Count the lines in the material below that contain the word "elephant", matching case exactly, and reply with the number only.
######
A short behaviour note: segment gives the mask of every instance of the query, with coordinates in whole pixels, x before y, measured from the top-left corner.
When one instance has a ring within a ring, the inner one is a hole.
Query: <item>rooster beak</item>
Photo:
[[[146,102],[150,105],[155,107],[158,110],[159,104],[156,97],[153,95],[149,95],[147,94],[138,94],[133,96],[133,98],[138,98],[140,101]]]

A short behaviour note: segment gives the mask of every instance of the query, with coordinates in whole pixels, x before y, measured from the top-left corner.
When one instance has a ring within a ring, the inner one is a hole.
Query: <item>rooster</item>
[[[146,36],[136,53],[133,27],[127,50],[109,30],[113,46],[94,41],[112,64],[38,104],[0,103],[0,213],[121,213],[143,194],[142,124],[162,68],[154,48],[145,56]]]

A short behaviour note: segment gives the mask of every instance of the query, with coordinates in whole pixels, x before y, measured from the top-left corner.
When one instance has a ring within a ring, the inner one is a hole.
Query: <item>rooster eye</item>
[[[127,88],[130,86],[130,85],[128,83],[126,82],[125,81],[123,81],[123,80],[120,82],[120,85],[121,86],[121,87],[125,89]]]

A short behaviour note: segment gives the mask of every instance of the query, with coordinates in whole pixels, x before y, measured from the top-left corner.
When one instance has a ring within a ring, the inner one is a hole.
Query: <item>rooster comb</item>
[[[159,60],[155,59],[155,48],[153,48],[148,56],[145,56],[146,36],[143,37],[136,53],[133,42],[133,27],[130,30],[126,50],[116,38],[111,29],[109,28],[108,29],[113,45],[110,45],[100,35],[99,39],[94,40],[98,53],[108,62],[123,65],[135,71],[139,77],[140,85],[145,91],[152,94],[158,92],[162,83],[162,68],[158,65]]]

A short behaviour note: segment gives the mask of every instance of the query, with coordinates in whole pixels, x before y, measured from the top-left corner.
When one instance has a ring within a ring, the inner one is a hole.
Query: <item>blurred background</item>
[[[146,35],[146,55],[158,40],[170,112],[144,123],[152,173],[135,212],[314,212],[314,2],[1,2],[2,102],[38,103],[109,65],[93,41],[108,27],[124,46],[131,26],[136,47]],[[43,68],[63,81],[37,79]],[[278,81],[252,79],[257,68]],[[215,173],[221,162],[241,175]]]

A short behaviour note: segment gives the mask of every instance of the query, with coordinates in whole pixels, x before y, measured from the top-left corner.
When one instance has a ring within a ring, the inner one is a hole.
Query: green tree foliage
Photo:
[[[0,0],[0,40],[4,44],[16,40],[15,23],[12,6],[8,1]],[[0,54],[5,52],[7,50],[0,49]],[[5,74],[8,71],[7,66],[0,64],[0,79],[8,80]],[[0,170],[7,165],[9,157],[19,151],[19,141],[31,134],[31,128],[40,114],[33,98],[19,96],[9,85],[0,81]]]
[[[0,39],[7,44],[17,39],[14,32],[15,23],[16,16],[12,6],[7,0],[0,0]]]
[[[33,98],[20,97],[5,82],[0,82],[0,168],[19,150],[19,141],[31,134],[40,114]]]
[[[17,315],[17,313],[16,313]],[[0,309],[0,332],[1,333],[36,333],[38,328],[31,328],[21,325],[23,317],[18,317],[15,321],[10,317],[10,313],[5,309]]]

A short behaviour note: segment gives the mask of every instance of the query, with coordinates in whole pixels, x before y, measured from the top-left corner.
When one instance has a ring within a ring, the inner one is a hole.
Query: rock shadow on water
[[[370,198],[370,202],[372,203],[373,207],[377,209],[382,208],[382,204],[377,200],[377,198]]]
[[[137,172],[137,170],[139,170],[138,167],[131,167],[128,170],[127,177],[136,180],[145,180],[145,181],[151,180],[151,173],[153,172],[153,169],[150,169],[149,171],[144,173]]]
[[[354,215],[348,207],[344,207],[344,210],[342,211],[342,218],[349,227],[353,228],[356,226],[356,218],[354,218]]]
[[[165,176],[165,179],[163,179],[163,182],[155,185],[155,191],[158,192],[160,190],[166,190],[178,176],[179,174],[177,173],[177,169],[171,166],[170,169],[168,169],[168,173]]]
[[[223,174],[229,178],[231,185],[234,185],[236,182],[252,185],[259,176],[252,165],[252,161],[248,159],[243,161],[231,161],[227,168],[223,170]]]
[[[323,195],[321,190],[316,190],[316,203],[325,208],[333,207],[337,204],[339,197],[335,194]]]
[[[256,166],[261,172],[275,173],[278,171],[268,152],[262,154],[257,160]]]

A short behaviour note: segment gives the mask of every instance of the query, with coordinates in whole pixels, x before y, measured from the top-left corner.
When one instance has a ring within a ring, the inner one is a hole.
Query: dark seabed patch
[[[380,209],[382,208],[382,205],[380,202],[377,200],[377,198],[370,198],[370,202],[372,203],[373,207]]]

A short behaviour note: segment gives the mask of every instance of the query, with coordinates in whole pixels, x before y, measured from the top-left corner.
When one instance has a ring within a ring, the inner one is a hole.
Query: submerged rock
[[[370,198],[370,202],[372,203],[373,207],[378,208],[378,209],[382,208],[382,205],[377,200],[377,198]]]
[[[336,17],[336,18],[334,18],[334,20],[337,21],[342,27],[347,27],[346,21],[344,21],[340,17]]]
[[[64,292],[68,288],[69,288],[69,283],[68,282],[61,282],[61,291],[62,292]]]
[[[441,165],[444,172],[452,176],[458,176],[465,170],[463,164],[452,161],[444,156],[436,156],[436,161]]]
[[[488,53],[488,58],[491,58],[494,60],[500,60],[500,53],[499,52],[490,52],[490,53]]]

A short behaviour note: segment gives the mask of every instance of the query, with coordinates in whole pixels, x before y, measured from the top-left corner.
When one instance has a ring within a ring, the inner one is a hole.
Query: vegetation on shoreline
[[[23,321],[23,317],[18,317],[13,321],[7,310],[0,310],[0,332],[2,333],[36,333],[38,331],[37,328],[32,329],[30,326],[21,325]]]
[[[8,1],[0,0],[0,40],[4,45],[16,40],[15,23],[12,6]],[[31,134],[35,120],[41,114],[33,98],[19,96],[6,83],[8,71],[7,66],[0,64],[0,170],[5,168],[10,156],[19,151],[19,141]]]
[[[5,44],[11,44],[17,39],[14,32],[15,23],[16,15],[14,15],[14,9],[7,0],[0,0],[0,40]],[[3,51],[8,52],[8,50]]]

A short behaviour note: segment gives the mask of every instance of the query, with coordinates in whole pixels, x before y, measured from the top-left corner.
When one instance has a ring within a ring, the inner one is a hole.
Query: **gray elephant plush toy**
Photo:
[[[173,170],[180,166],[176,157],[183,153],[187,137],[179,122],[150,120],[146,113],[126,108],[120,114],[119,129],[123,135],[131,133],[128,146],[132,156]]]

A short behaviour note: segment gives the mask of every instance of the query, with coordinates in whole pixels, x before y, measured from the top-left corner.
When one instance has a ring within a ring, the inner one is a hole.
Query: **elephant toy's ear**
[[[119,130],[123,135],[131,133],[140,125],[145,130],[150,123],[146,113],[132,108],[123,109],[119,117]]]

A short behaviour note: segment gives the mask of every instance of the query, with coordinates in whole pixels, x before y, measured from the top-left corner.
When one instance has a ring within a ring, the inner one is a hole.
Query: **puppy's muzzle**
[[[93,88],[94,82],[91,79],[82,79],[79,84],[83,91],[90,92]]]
######
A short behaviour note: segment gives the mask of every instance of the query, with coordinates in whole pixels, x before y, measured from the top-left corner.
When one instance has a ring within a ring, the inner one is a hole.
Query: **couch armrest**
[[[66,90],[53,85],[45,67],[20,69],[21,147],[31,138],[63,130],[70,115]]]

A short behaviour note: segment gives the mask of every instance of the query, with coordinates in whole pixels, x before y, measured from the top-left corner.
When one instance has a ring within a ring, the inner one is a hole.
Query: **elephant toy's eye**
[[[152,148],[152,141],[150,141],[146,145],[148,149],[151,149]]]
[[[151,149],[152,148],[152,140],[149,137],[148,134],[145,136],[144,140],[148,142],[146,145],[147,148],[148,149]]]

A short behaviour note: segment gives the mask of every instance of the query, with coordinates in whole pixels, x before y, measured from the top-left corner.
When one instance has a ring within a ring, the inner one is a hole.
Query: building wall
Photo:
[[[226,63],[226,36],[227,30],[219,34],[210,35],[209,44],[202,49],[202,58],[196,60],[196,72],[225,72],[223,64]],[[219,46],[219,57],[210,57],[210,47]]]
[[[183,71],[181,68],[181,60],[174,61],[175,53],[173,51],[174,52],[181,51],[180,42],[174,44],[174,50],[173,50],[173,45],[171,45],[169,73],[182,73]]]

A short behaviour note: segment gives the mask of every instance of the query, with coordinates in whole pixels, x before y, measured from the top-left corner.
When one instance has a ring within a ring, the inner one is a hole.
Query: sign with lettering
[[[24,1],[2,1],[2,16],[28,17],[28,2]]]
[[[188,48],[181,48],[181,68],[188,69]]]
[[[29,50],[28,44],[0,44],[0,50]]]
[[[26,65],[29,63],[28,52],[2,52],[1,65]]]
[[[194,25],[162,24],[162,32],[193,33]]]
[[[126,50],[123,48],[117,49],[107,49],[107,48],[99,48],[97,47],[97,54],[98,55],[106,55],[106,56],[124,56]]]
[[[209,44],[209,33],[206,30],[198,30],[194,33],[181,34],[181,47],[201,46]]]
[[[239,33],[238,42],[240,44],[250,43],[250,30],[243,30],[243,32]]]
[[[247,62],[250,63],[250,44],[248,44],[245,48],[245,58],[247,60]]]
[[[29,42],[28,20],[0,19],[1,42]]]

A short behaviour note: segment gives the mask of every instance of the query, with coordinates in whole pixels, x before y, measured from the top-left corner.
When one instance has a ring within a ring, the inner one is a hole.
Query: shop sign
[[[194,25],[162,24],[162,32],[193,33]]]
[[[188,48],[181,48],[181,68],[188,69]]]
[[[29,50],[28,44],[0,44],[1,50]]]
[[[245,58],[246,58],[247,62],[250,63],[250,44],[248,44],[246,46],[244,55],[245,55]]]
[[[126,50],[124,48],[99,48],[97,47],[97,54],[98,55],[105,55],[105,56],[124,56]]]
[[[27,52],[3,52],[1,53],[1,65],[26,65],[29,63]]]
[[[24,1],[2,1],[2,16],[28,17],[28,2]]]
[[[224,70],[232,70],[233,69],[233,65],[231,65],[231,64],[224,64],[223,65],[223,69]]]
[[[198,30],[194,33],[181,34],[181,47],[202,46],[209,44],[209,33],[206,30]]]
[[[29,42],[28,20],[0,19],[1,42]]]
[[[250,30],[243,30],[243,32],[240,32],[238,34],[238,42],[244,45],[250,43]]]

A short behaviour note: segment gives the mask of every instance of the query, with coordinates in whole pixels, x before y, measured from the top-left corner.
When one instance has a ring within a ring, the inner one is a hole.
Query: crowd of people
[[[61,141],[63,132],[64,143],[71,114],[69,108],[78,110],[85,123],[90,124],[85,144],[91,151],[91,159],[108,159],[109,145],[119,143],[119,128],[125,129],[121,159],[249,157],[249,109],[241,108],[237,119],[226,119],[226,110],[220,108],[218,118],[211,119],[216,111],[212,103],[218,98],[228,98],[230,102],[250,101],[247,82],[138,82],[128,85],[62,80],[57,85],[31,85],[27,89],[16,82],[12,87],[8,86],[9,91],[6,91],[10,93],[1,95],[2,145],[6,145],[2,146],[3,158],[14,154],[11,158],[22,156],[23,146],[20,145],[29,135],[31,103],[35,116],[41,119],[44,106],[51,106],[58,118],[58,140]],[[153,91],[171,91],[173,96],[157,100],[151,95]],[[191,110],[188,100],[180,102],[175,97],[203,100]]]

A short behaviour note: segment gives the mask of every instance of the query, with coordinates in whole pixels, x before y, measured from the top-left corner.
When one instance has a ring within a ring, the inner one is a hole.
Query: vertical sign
######
§ TASK RESPONSE
3